■ What is expected
Rewrite the listing below in full, substituting "single dot" for each occurrence of "single point" and leaving all other text unchanged. Omit the pictures from your rewritten version.

-- -- --

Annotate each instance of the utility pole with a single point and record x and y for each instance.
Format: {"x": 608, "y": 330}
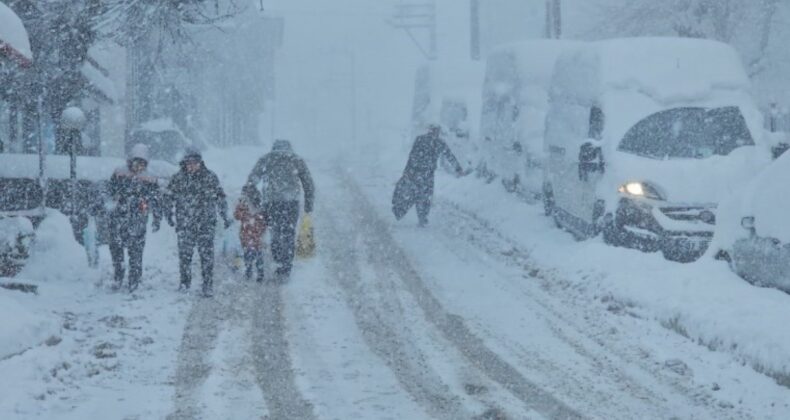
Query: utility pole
{"x": 553, "y": 19}
{"x": 418, "y": 16}
{"x": 474, "y": 29}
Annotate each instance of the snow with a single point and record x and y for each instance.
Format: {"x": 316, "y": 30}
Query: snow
{"x": 489, "y": 310}
{"x": 519, "y": 74}
{"x": 159, "y": 125}
{"x": 11, "y": 228}
{"x": 58, "y": 167}
{"x": 631, "y": 79}
{"x": 761, "y": 198}
{"x": 121, "y": 354}
{"x": 13, "y": 33}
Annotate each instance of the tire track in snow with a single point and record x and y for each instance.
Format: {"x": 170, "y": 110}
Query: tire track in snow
{"x": 375, "y": 233}
{"x": 199, "y": 340}
{"x": 386, "y": 340}
{"x": 273, "y": 367}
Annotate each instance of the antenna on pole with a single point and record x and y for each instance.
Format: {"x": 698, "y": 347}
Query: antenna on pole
{"x": 417, "y": 16}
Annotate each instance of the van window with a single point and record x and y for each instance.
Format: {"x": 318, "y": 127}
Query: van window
{"x": 688, "y": 133}
{"x": 596, "y": 123}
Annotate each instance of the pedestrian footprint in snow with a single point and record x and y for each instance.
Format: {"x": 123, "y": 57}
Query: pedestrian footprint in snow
{"x": 282, "y": 172}
{"x": 415, "y": 187}
{"x": 134, "y": 195}
{"x": 253, "y": 224}
{"x": 198, "y": 200}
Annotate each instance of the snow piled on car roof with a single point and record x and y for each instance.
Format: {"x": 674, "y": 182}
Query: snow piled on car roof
{"x": 88, "y": 167}
{"x": 13, "y": 33}
{"x": 666, "y": 69}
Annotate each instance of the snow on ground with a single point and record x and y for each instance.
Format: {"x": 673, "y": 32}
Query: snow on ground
{"x": 703, "y": 300}
{"x": 378, "y": 324}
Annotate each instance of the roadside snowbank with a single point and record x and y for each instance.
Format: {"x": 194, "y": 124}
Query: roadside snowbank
{"x": 22, "y": 327}
{"x": 703, "y": 301}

-- -- --

■ Correct output
Annotate each instance of the utility pole with a single dot and record x and y for each instance.
Format: {"x": 608, "y": 330}
Query: utility pole
{"x": 553, "y": 19}
{"x": 418, "y": 16}
{"x": 474, "y": 29}
Annotate each instance of the snow with a single dot and record x and y for each instance.
Format: {"x": 316, "y": 30}
Query: snow
{"x": 489, "y": 310}
{"x": 519, "y": 74}
{"x": 159, "y": 125}
{"x": 11, "y": 228}
{"x": 58, "y": 167}
{"x": 631, "y": 79}
{"x": 761, "y": 198}
{"x": 121, "y": 354}
{"x": 13, "y": 33}
Annotate each instance of the tire track in snow with a single dot and record x and y for each instance.
Format: {"x": 170, "y": 110}
Query: tire track in snow
{"x": 375, "y": 233}
{"x": 199, "y": 340}
{"x": 386, "y": 340}
{"x": 273, "y": 367}
Annotate each instance of the antenna on pole with a single dot and record x and y for each instance.
Format: {"x": 698, "y": 347}
Query: antenna on pole
{"x": 417, "y": 16}
Annotate each instance of the van window with a single dot and record x and y for each instance.
Format: {"x": 318, "y": 127}
Query: van window
{"x": 688, "y": 133}
{"x": 596, "y": 123}
Annotate each instance of the pedestrian footprint in snow with a single dot and record x and y for each instance.
Format: {"x": 123, "y": 57}
Query: pedestrian footprint in snow
{"x": 282, "y": 172}
{"x": 415, "y": 187}
{"x": 134, "y": 195}
{"x": 253, "y": 224}
{"x": 198, "y": 200}
Annotate each instance of the snow piled on car roof with a single dot and record x and y for each instance.
Format: {"x": 674, "y": 182}
Query: snow piled on car roof
{"x": 88, "y": 167}
{"x": 13, "y": 33}
{"x": 666, "y": 69}
Annotate each instance of the snow on ground with a single dot and record x and y for each instance.
Format: {"x": 673, "y": 32}
Query: snow on ground
{"x": 703, "y": 300}
{"x": 378, "y": 324}
Annotate each instance of the roadside snowbank with a single dot and record x and y for each instance.
Format: {"x": 194, "y": 124}
Query: roadside snowbank
{"x": 22, "y": 327}
{"x": 703, "y": 301}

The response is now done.